*Problem to work on*
Set down the full data below exactly as given, please.

Dataset entries:
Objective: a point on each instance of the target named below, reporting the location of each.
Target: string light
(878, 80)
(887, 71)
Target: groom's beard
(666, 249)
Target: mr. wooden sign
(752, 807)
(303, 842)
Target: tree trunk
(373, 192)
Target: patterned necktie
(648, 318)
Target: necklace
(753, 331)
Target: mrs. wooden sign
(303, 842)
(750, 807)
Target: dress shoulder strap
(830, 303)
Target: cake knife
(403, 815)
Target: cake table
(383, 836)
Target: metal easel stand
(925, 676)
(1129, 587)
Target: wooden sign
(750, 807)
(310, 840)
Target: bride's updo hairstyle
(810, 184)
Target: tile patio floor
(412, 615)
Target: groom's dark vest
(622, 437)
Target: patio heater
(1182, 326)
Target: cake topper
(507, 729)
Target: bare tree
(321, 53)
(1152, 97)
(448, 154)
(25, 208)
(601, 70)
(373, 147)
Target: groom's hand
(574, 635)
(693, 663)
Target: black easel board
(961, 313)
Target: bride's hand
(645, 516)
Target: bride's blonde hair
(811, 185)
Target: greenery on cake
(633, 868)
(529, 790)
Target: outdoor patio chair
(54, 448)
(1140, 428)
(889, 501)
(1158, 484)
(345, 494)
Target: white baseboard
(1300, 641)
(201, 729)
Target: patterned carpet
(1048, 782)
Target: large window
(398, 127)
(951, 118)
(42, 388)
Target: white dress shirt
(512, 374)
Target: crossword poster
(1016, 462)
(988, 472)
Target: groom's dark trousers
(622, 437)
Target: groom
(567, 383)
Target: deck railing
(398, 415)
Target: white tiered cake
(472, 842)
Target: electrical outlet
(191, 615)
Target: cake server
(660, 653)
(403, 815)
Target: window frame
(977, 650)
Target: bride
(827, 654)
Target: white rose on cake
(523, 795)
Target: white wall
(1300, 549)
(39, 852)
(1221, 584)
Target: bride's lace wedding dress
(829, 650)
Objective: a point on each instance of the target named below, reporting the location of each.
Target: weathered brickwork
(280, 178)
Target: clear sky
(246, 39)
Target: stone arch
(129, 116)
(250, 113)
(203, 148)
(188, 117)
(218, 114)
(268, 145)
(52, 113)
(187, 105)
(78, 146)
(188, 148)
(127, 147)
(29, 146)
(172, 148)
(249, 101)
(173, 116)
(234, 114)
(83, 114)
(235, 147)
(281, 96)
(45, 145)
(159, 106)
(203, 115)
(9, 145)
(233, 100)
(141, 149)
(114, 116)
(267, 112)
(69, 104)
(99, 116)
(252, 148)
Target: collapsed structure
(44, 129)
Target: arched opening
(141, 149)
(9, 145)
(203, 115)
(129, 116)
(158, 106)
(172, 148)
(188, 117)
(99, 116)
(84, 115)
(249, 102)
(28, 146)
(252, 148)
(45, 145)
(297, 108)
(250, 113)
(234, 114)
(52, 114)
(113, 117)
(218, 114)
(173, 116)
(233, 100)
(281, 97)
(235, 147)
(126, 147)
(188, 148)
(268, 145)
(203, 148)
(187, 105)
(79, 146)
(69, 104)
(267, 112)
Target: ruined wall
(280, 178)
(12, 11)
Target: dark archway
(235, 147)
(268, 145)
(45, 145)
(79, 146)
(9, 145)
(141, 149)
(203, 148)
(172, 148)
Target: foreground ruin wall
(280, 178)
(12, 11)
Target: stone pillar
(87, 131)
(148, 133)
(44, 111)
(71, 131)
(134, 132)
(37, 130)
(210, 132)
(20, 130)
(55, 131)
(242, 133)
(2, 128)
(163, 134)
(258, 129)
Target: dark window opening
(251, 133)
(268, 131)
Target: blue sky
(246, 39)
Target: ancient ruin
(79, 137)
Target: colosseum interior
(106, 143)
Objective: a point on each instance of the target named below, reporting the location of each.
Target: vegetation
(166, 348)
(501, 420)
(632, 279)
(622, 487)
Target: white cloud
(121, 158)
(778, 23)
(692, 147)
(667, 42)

*The answer*
Objective: a point on each instance of the target named below, reporting the location of each.
Target: string light
(878, 80)
(887, 71)
Target: groom's beard
(666, 249)
Target: mr. wooden sign
(752, 807)
(303, 842)
Target: tree trunk
(373, 192)
Target: patterned necktie
(648, 318)
Target: necklace
(753, 331)
Target: mrs. wooden sign
(303, 842)
(750, 807)
Target: dress shoulder strap
(830, 303)
Target: cake knife
(403, 815)
Target: cake table
(383, 836)
Target: metal easel stand
(925, 676)
(1129, 587)
Target: wooden sign
(750, 807)
(310, 840)
Target: bride's updo hairstyle
(810, 184)
Target: tile patio floor
(412, 615)
Target: groom's dark vest
(622, 437)
Target: patio heater
(1182, 326)
Target: cake topper
(507, 729)
Target: bare tree
(321, 53)
(1152, 97)
(448, 154)
(25, 208)
(601, 70)
(373, 147)
Target: groom's hand
(574, 635)
(693, 663)
Target: black easel board
(961, 313)
Target: bride's hand
(645, 516)
Target: bride's blonde hair
(811, 185)
Target: greenery on cake
(633, 868)
(529, 790)
Target: outdoor patio chair
(54, 448)
(1140, 428)
(889, 501)
(1158, 484)
(345, 494)
Target: white baseboard
(1300, 641)
(201, 729)
Target: patterned carpet
(1048, 782)
Target: large window
(398, 127)
(951, 118)
(42, 388)
Target: white dress shirt
(512, 374)
Target: crossword poster
(1016, 462)
(988, 472)
Target: groom's dark trousers
(622, 437)
Target: groom
(567, 383)
Target: deck railing
(398, 415)
Target: white tiered cake
(472, 842)
Target: electrical outlet
(191, 615)
Target: cake server
(660, 653)
(403, 815)
Target: window frame
(977, 650)
Target: bride
(827, 654)
Target: white rose on cake
(523, 795)
Target: white wall
(1300, 549)
(39, 852)
(1221, 584)
Target: bride's lace wedding dress
(829, 650)
Objective: a point on each instance of the target named below, reporting the location of each.
Target: weathered brickwork
(280, 178)
Target: clear sky
(246, 39)
Target: stone arch
(129, 116)
(250, 113)
(203, 148)
(188, 117)
(218, 114)
(268, 145)
(52, 113)
(187, 105)
(78, 146)
(188, 148)
(127, 147)
(29, 146)
(172, 148)
(249, 101)
(173, 116)
(234, 114)
(83, 114)
(235, 147)
(281, 96)
(45, 145)
(159, 106)
(203, 115)
(9, 145)
(233, 100)
(141, 149)
(114, 116)
(267, 112)
(69, 104)
(99, 116)
(252, 148)
Target: collapsed structure
(44, 129)
Target: arched opening
(141, 149)
(9, 145)
(203, 115)
(129, 116)
(158, 106)
(172, 148)
(188, 117)
(99, 116)
(84, 115)
(249, 102)
(28, 146)
(252, 148)
(45, 145)
(297, 108)
(250, 113)
(234, 114)
(52, 114)
(113, 117)
(218, 114)
(173, 116)
(233, 100)
(281, 97)
(235, 147)
(126, 147)
(188, 148)
(268, 145)
(203, 148)
(187, 105)
(79, 146)
(69, 104)
(267, 112)
Target: ruined wall
(280, 178)
(12, 11)
Target: dark archway
(235, 147)
(268, 145)
(45, 145)
(79, 146)
(9, 145)
(141, 149)
(203, 148)
(172, 148)
Target: foreground ruin wall
(280, 178)
(12, 11)
Target: stone pillar
(87, 131)
(148, 133)
(44, 111)
(71, 131)
(134, 132)
(37, 130)
(210, 132)
(20, 130)
(55, 131)
(242, 133)
(2, 128)
(163, 134)
(258, 129)
Target: dark window opening
(251, 133)
(268, 131)
Target: blue sky
(246, 39)
Target: ancient ruin
(79, 137)
Target: colosseum interior
(106, 143)
Objective: a point on each instance of the target named below, reporting the location of each.
Target: vegetation
(166, 348)
(501, 420)
(632, 279)
(622, 487)
Target: white cloud
(121, 158)
(778, 23)
(692, 147)
(667, 42)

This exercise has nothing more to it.